### Your objective
Retype every line of the data below without changing anything, but leave the pictures out.

[Image region labeling entries]
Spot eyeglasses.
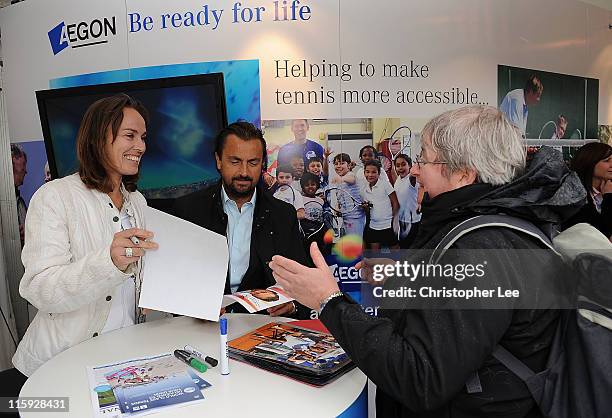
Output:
[414,154,448,168]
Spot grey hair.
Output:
[421,105,526,186]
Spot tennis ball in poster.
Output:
[323,228,334,244]
[332,235,363,263]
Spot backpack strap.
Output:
[429,215,560,264]
[429,215,560,394]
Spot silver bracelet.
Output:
[319,291,343,315]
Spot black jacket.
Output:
[565,193,612,239]
[320,148,584,418]
[173,181,311,314]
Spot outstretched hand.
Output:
[270,242,340,309]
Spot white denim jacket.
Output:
[13,173,147,376]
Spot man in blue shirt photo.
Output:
[277,119,323,166]
[499,74,544,138]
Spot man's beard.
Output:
[223,177,256,198]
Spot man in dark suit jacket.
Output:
[173,122,309,317]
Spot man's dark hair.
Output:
[570,142,612,201]
[359,145,377,158]
[11,144,28,161]
[76,93,149,193]
[215,121,267,162]
[300,172,321,190]
[363,160,382,174]
[276,165,293,177]
[334,152,351,164]
[393,154,412,166]
[523,74,544,93]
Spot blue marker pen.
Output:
[219,318,229,375]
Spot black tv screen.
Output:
[36,73,227,209]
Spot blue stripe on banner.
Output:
[338,386,368,418]
[49,60,261,126]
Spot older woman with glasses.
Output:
[270,106,584,417]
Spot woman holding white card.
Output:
[13,94,157,376]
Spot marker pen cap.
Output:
[189,358,208,373]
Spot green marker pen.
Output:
[174,350,208,373]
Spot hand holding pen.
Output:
[110,228,158,271]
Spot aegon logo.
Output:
[48,16,117,55]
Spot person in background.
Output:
[270,106,584,418]
[499,74,544,138]
[11,144,28,247]
[306,156,329,189]
[565,142,612,240]
[13,94,157,376]
[44,161,52,183]
[329,153,365,237]
[277,119,323,166]
[393,154,424,248]
[361,160,399,250]
[550,115,567,139]
[300,173,323,222]
[273,165,304,219]
[290,156,304,193]
[352,145,389,189]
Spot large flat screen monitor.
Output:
[36,73,227,210]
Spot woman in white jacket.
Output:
[13,94,157,376]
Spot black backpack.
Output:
[430,215,612,418]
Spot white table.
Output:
[20,314,367,418]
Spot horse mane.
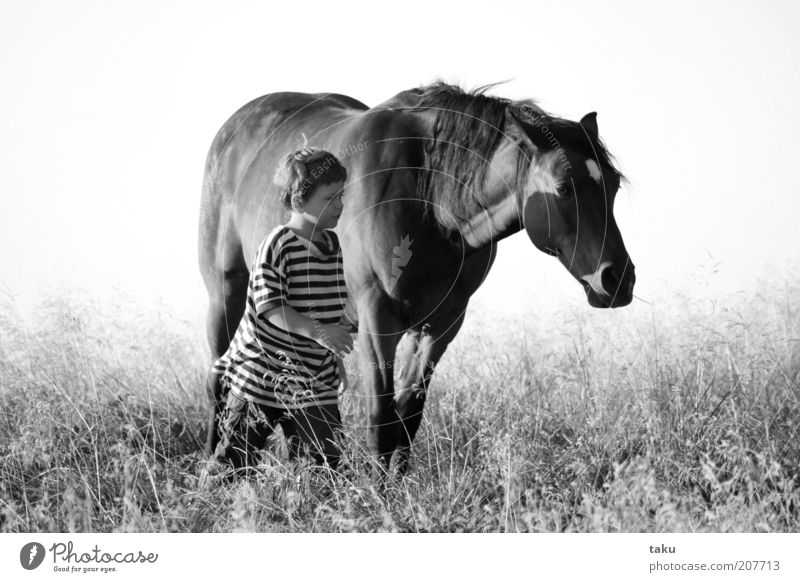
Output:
[409,80,624,234]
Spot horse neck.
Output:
[433,132,528,253]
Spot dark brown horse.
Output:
[199,82,635,471]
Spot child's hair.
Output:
[275,147,347,210]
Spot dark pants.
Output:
[214,391,342,469]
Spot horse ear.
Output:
[503,109,536,149]
[581,111,600,139]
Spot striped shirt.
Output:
[213,225,347,410]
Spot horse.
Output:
[198,81,635,473]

### Task solution
Spot eyeglasses.
Output:
[414,154,448,168]
Spot grey hair.
Output:
[421,105,526,186]
Spot tennis ball in poster.
Output:
[323,228,334,244]
[332,235,363,263]
Spot backpack strap.
Output:
[429,215,560,264]
[429,215,560,394]
Spot silver bracelet.
Output:
[319,291,343,315]
Spot black jacket.
Output:
[565,193,612,239]
[320,148,584,418]
[173,181,311,314]
Spot outstretched hand.
Output:
[270,242,340,309]
Spot white denim jacket.
Output:
[13,173,147,376]
Spot man in blue shirt photo.
Output:
[277,119,323,166]
[499,74,544,138]
Spot man's beard.
Output:
[223,177,256,198]
Spot man in dark suit jacket.
Output:
[173,122,309,317]
Spot man's dark hair.
Output:
[570,142,612,201]
[359,145,377,158]
[11,144,28,161]
[76,93,149,193]
[215,121,267,162]
[300,172,321,190]
[363,160,382,174]
[276,165,293,177]
[334,152,351,164]
[393,154,412,166]
[523,74,544,93]
Spot blue marker pen.
Output:
[219,318,229,375]
Spot black tv screen.
Output:
[36,73,227,209]
Spot blue stripe on banner.
Output:
[338,386,368,418]
[49,60,261,126]
Spot older woman with glasses.
Output:
[270,106,584,417]
Spot woman holding white card.
Output:
[13,94,157,376]
Spot marker pen cap.
Output:
[189,358,208,373]
Spot green marker pen.
Output:
[174,350,208,373]
Spot hand holding pen.
Output:
[110,228,158,271]
Spot aegon logo.
Output:
[48,16,117,55]
Spot person in background.
Output:
[270,106,584,418]
[499,74,544,138]
[11,144,28,247]
[306,156,329,189]
[565,142,612,240]
[13,94,157,376]
[44,161,52,183]
[329,153,365,237]
[277,119,323,166]
[393,154,424,248]
[361,160,399,250]
[550,115,567,139]
[300,173,323,222]
[273,165,304,219]
[290,156,304,193]
[352,145,389,189]
Spot large flat screen monitor.
Output:
[36,73,227,210]
Spot woman in white jacket.
Output:
[13,94,157,376]
Spot black backpack.
Output:
[430,215,612,418]
Spot white table.
Output:
[20,314,367,418]
Spot horse mane.
Output:
[409,80,624,234]
Spot horse neck.
Output:
[433,132,528,253]
Spot dark brown horse.
Output:
[199,82,635,471]
Spot child's hair.
Output:
[275,147,347,210]
Spot dark pants.
Output:
[214,391,342,469]
Spot horse ear.
Output:
[503,109,536,149]
[581,111,600,139]
Spot striped shirt.
Output:
[213,225,347,410]
Spot horse.
Output:
[198,81,635,473]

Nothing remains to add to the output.